→ **Task description**: In every row below, change "bounding box" to "box coordinates". Reproduce the rows with all other text left as it is.

Saved data entries
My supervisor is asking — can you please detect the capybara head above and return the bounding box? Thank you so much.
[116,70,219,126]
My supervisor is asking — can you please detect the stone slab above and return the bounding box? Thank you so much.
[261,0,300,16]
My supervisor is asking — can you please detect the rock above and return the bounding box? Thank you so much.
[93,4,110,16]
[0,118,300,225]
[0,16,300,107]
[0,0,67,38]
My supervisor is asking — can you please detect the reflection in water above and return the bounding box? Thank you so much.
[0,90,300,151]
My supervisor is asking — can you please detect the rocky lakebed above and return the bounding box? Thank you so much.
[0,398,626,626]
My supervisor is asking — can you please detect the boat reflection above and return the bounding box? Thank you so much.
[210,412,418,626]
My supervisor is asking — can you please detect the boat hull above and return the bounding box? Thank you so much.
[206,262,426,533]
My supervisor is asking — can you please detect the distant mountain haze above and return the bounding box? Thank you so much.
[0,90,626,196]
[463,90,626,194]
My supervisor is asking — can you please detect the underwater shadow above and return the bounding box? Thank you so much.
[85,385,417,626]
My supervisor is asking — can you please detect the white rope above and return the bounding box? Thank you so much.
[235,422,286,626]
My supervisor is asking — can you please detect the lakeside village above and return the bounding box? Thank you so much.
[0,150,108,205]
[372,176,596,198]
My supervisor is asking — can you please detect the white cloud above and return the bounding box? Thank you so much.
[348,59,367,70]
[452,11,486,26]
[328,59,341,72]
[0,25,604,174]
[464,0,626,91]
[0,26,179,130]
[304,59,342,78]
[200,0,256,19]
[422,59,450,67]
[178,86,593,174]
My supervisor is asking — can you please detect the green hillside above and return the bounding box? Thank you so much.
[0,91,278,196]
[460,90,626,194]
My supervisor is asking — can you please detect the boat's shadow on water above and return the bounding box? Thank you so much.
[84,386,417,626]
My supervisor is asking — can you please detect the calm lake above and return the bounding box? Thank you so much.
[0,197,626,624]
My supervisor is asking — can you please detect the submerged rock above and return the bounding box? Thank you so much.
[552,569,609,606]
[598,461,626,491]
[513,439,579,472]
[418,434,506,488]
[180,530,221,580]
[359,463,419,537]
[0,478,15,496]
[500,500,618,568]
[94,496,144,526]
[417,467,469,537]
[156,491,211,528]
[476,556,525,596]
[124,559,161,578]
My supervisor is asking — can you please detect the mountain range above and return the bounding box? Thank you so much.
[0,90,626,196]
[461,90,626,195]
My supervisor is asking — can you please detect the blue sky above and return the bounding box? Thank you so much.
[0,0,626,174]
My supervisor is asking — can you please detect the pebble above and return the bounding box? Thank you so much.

→ **Reply to the exercise**:
My supervisor is asking — can you please detect the capybara head above and return the box coordinates? Thank you so much.
[116,70,219,126]
My supervisor is asking — can you please detect the stone slab above and return the box coordinates? Thank you so much.
[261,0,300,16]
My supervisor is asking — can you please detect the rock above and return the box coordinates? Thank you so much.
[93,4,110,16]
[0,118,300,225]
[0,16,300,107]
[0,0,67,38]
My supervisor is asking — can you please detect the reflection in water above and return the box coordinates? Thank you so much.
[0,90,300,151]
My supervisor is asking — can you please detect the rocky lakebed above and return the box coordinates? Thank you so much.
[0,398,626,626]
My supervisor is asking — can you please detect the boat reflection above and return the box coordinates? Thank you so much.
[210,412,418,626]
My supervisor is asking — can you please detect the boat hull above and return the box coordinates? Thank you so much.
[206,262,426,533]
My supervisor is asking — can you please detect the distant mountain haze above and return the box coordinates? Thank you so much.
[0,90,626,196]
[463,90,626,194]
My supervisor is asking — can you please detect the underwater shadow above and return the box coordinates? Thank you so much.
[85,385,417,626]
My supervisor is asking — can you please detect the white rope above and return the box coordinates? Thank you so much.
[235,422,286,626]
My supervisor is asking — can you please detect the lakeside village above and return the box coordinates? Thank you so much.
[0,150,108,205]
[372,176,596,198]
My supervisor is asking — can you please detect the white cloud above and return the box coordinates? Thank you so much.
[348,59,367,70]
[452,11,486,26]
[328,59,341,72]
[0,25,604,174]
[464,0,626,91]
[0,26,179,130]
[304,59,342,78]
[200,0,256,19]
[422,59,450,67]
[178,86,593,174]
My supervisor is asking — can you please detect the green hillside above and return the box coordinates? Thank you so much.
[0,91,278,196]
[460,90,626,194]
My supervisor is asking — can you please detect the boat's shadow on water above and return the box coordinates? Thank you so much.
[84,386,417,626]
My supervisor is asking — can you please detect the calm lake above and return the box coordinates? Thank you so much.
[0,197,626,624]
My supervisor is asking — can you please detect the submerged rock above and return the box coordinates? Thank you so much.
[552,569,609,606]
[598,461,626,491]
[513,439,579,472]
[418,434,506,488]
[180,530,221,580]
[359,463,419,537]
[0,478,15,496]
[500,500,618,568]
[94,496,144,526]
[417,467,469,537]
[156,491,211,528]
[476,556,525,596]
[124,559,161,578]
My supervisor is asking — can you please detect the mountain range above and return the box coordinates? Thank you so much.
[0,90,626,196]
[461,90,626,195]
My supervisor is asking — can you please detect the blue sky above and return the box coordinates? Thank you so much.
[0,0,626,174]
My supervisor is asking — can you please detect the pebble above and return the box coordinates? Thank you so much.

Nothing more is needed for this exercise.